-- Image object location entries --
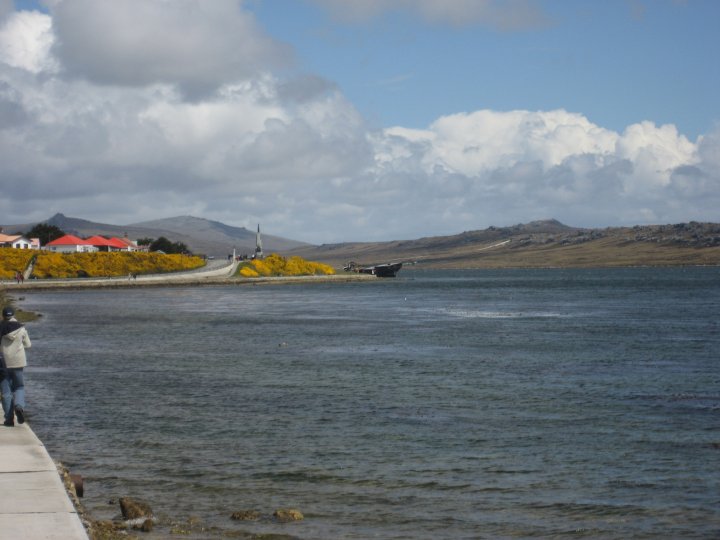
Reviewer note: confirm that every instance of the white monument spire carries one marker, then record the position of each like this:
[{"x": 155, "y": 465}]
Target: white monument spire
[{"x": 258, "y": 245}]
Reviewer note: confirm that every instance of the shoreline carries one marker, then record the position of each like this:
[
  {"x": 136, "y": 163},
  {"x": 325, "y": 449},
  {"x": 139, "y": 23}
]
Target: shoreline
[{"x": 174, "y": 281}]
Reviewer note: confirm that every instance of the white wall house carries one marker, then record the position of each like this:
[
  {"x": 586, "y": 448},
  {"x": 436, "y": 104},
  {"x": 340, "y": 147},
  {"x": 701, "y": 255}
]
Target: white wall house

-- WHAT YOU NEED TO DO --
Copy the stretch from the line containing "Reviewer note: confirm that every instance of the white wall" through the last of the lines, changing "white wall house" to "whitewashed house" and leaving everything else unchanged.

-- WRITTEN ANSWER --
Reviewer note: confirm that every instance of the whitewashed house carries one marker, then record the position of each like this:
[
  {"x": 586, "y": 448},
  {"x": 436, "y": 104},
  {"x": 340, "y": 147},
  {"x": 701, "y": 255}
]
Target: whitewashed house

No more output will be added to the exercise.